Word for word, restate the data that follows, omitting the images.

"""

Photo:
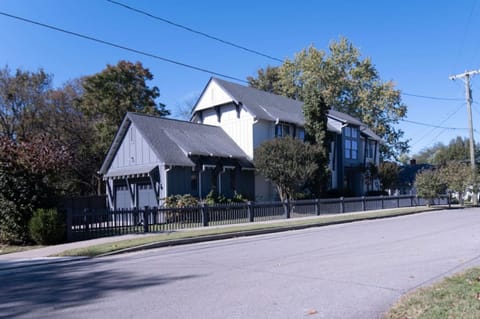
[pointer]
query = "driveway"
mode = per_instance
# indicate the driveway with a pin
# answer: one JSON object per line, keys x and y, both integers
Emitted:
{"x": 352, "y": 270}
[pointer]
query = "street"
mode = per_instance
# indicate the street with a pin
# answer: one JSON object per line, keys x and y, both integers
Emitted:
{"x": 355, "y": 270}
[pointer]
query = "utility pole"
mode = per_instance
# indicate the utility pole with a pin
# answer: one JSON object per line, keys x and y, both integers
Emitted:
{"x": 468, "y": 93}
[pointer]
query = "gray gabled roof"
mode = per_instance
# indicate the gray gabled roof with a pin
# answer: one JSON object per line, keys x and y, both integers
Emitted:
{"x": 173, "y": 141}
{"x": 273, "y": 107}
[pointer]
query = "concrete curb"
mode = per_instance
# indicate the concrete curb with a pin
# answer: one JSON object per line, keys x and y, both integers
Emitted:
{"x": 37, "y": 262}
{"x": 234, "y": 234}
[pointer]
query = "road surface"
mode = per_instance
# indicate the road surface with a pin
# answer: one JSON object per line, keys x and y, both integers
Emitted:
{"x": 354, "y": 270}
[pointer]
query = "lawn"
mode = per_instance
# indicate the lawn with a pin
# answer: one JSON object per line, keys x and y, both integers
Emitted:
{"x": 456, "y": 297}
{"x": 239, "y": 230}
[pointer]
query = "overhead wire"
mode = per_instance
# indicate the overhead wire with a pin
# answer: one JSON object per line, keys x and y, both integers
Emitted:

"""

**Written answer**
Photo:
[pointer]
query = "driveway"
mode = per_instance
# indicate the driveway with a pin
# answer: one JSON object per line, keys x and y, both integers
Emitted:
{"x": 352, "y": 270}
[pointer]
query = "street"
mode = per_instance
# indicate the street with a pin
# answer: one JSON object per line, keys x and y, both integers
Emitted:
{"x": 355, "y": 270}
[pointer]
query = "utility pole"
mode = per_instance
# indicate the utility pole with a pin
# answer: one JSON object per line, keys x and y, both integers
Emitted:
{"x": 468, "y": 93}
[pointer]
query = "gray gabled roof"
mode = per_instance
# indicate the gray gabled roof with a pin
# answer: one JSON object per line, keys x and y, both integers
Emitted:
{"x": 173, "y": 141}
{"x": 273, "y": 107}
[pointer]
query = "concrete curb"
mode = per_instance
# indicate the concrete curb with a pin
# answer: one JSON object per line, keys x and y, both integers
Emitted:
{"x": 37, "y": 262}
{"x": 234, "y": 234}
[pointer]
query = "road surface"
mode = per_instance
# indicate the road surface with a pin
# answer: one JSON object per line, keys x and y, both integers
Emitted:
{"x": 354, "y": 270}
[pointer]
query = "lawn"
mode = per_instance
# indicate the lawn with a pin
# answer: one JSON object per line, keys x and y, both integers
Emitted:
{"x": 456, "y": 297}
{"x": 239, "y": 230}
[pointer]
query = "overhead wire"
mode = per_instance
# indicate the overhead wire with a pin
# answer: one JSON object per line, keys x and y, both integers
Emitted:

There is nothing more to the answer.